◆ WHAT THE TASK ASKS:
Collect every line in the records that contains the string "pool", treating uppercase and lowercase as different.

◆ DATA TO PROCESS:
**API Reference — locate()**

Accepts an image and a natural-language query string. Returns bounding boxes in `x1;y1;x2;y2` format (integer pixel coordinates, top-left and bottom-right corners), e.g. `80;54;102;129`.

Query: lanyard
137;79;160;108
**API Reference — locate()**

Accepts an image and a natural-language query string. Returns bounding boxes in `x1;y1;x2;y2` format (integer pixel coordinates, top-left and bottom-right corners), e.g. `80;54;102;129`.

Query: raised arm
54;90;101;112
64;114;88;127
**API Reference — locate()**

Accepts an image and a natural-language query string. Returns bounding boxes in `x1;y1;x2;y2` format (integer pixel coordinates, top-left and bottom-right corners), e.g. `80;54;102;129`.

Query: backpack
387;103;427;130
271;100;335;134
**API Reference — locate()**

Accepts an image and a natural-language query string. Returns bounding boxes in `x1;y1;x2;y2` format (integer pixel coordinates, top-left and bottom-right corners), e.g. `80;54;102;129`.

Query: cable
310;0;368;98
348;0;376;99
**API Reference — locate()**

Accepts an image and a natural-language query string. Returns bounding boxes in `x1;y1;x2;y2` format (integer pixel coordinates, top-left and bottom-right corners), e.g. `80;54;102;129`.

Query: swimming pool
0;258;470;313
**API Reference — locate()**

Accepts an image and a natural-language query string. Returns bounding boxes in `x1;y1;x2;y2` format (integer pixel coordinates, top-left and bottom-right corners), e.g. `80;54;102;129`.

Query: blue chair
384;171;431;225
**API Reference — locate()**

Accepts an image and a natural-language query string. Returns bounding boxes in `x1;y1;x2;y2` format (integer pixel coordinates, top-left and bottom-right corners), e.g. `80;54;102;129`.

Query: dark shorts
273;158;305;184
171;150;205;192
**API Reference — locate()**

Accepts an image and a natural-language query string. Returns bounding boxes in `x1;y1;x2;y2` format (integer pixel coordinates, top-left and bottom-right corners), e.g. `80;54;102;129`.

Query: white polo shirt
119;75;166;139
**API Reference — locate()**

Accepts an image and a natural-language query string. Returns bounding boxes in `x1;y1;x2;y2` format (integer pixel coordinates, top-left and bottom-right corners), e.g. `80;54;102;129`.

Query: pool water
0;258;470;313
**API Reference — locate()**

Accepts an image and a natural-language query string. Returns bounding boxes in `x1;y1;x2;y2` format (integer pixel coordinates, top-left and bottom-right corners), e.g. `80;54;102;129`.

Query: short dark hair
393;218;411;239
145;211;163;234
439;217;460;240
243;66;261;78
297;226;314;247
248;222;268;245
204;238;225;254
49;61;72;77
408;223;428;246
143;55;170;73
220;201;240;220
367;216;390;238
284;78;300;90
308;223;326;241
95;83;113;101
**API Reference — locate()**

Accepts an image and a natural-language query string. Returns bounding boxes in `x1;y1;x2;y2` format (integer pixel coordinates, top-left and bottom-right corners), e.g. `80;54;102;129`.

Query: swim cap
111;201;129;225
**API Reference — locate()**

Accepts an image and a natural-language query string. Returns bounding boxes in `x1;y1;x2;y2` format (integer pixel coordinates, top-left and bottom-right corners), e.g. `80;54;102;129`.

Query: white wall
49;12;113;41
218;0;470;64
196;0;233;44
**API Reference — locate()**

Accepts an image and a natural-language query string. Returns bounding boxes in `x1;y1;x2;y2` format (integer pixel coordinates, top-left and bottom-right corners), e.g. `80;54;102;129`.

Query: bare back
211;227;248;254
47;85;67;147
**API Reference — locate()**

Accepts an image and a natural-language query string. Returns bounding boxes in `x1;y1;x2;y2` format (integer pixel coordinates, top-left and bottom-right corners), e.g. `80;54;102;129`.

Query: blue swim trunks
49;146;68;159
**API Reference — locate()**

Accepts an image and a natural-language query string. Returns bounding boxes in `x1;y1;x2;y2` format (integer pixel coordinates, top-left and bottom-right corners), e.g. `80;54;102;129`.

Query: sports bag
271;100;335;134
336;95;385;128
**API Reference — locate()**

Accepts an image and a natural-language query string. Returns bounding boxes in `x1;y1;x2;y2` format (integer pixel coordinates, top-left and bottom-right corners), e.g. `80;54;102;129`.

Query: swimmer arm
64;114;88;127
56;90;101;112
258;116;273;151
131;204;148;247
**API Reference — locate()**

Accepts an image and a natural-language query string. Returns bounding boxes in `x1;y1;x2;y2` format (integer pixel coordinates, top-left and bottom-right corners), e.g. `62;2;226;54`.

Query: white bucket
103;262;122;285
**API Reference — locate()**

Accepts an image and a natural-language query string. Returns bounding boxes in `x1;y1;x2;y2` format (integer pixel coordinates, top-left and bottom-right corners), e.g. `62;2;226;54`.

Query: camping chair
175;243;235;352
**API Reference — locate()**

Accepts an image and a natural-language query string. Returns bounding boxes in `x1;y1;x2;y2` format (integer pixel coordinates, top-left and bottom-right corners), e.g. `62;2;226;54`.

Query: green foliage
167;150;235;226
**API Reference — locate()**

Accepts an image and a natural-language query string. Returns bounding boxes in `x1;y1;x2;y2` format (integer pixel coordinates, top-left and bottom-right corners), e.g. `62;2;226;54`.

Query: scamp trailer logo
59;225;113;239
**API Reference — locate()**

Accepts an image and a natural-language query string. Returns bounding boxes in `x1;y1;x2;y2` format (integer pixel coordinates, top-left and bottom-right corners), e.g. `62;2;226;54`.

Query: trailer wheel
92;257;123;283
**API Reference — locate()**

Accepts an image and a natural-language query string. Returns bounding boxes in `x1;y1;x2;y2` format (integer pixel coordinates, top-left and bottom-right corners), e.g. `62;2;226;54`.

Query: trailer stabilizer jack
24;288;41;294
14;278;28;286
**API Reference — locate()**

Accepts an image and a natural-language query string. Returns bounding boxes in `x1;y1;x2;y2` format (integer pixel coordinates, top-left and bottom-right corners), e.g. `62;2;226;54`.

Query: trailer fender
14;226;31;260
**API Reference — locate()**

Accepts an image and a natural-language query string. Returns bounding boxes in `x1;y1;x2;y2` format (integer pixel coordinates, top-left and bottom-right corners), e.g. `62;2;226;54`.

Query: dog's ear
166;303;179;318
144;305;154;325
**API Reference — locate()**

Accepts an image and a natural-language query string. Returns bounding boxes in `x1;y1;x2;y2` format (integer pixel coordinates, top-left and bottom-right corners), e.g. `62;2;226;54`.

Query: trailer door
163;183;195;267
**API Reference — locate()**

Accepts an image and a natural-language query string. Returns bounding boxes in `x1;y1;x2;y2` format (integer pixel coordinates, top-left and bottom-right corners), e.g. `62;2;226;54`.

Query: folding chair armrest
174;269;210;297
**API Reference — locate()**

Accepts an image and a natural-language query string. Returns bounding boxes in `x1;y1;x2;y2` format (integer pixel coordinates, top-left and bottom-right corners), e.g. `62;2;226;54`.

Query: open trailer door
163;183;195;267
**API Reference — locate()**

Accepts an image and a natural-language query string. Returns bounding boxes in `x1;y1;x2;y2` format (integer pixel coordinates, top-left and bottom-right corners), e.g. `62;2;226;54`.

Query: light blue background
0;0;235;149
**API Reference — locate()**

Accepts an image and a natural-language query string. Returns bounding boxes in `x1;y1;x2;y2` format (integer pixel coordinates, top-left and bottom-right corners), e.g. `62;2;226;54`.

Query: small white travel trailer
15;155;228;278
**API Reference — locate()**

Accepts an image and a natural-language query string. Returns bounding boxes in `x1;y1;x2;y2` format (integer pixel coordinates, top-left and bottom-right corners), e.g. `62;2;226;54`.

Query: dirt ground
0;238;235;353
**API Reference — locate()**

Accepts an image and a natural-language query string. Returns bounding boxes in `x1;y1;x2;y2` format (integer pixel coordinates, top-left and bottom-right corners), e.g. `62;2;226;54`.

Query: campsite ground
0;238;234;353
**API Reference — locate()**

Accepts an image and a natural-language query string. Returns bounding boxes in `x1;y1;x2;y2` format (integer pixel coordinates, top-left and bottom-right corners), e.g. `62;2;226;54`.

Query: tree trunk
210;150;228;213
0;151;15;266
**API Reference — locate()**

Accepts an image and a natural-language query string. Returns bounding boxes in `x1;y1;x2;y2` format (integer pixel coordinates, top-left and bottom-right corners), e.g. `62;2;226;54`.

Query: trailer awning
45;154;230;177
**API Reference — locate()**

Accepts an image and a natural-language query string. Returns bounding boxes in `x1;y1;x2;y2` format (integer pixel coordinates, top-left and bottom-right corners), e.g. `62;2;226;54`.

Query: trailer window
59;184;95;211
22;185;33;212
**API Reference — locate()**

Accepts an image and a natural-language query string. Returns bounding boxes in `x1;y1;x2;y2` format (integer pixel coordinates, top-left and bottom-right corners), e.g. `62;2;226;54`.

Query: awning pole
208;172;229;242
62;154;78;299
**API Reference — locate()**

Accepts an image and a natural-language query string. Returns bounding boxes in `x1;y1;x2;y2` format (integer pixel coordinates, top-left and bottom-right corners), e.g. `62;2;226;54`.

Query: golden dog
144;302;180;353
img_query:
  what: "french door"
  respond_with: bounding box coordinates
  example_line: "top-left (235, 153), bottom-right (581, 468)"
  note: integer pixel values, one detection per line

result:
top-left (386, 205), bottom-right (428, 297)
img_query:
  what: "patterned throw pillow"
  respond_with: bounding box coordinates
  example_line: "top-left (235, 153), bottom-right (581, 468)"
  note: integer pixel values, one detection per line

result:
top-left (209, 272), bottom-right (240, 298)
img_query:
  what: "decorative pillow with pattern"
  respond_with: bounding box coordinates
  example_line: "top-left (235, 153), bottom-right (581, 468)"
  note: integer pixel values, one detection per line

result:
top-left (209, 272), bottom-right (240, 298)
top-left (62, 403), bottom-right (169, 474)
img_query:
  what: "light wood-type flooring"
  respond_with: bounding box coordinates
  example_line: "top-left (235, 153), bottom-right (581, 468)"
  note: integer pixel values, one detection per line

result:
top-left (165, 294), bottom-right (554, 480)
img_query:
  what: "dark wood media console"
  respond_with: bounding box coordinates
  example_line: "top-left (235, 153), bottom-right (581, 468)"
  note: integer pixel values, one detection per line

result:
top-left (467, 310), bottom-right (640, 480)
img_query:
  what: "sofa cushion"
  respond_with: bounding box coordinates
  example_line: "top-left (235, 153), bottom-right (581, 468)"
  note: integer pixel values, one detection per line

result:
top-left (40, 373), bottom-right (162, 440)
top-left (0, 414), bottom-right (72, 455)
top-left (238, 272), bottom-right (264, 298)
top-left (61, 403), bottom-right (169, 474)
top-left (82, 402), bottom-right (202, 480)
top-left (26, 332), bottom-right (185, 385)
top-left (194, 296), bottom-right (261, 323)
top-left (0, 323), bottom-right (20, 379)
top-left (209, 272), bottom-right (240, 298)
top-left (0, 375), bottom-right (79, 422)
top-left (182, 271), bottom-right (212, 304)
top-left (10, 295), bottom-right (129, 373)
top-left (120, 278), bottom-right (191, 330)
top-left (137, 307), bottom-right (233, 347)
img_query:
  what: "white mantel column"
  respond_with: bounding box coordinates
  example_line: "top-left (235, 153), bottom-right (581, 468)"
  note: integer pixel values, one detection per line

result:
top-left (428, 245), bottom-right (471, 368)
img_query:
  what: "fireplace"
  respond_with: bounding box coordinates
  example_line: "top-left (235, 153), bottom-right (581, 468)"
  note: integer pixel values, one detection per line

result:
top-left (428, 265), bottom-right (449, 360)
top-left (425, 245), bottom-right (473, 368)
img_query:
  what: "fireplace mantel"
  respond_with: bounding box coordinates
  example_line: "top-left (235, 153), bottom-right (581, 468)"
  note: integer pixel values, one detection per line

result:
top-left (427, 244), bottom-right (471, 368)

◆ RESPONSE TO THE EXERCISE:
Query: swimming pool
Query: pool water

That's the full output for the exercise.